**OBJECTIVE:** Scale everything from the line containing "Target: byrrh sign" down to the end of the records, and write it all out again with the requests included. Multiply every coordinate in the answers by 1.8 and round each to a whole number, rounding halves up.
-- Start of SUPPLIED MATERIAL --
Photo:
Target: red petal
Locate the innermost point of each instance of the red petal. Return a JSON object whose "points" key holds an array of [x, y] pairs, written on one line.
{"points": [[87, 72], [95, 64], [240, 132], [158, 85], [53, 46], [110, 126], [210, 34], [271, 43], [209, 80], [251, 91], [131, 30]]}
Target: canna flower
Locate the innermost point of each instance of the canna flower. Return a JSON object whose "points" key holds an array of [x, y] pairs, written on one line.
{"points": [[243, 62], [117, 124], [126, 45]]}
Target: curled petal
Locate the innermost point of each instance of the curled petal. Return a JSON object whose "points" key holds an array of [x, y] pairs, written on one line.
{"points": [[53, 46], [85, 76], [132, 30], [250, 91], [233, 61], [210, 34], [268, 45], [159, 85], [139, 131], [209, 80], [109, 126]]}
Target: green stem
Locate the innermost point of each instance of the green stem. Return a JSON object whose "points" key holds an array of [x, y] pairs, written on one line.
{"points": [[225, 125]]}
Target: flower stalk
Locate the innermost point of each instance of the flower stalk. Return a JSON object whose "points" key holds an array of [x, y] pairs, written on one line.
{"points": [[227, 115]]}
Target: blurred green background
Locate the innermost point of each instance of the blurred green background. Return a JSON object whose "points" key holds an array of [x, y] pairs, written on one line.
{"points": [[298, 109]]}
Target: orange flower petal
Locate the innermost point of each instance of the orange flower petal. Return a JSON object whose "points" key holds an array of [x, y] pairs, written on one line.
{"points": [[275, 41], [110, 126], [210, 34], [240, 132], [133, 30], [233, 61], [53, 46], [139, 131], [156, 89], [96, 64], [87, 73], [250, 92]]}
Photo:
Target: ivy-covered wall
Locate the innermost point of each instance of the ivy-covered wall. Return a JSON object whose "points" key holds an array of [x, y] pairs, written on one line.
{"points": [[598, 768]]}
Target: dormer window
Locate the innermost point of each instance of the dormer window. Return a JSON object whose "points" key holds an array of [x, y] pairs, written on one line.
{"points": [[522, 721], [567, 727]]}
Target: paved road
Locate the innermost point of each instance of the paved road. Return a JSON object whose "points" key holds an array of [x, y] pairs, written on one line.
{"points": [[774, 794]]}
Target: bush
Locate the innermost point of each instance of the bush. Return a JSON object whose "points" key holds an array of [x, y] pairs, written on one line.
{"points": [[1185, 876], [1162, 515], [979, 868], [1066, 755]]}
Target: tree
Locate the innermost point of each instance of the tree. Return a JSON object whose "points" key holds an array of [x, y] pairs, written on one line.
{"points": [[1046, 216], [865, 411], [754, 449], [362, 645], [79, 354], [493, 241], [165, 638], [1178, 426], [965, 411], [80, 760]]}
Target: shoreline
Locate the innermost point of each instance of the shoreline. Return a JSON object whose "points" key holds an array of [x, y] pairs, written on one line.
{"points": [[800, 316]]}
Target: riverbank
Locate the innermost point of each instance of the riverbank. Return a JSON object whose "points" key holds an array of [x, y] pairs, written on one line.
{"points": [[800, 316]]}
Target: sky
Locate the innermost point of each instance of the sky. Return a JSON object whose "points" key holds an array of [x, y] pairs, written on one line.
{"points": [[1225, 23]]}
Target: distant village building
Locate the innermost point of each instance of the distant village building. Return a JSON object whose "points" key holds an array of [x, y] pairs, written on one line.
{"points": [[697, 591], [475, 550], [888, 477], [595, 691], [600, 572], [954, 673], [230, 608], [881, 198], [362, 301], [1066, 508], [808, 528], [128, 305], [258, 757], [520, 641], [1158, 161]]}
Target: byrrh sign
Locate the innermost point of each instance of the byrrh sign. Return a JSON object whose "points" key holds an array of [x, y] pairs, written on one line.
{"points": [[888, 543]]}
-- End of SUPPLIED MATERIAL --
**EXERCISE RESPONSE:**
Target: byrrh sign
Locate the innermost point of each instance of the byrrh sign. Return a JSON object whose "points" key holds an array of [x, y] pairs, written on one line.
{"points": [[1598, 977]]}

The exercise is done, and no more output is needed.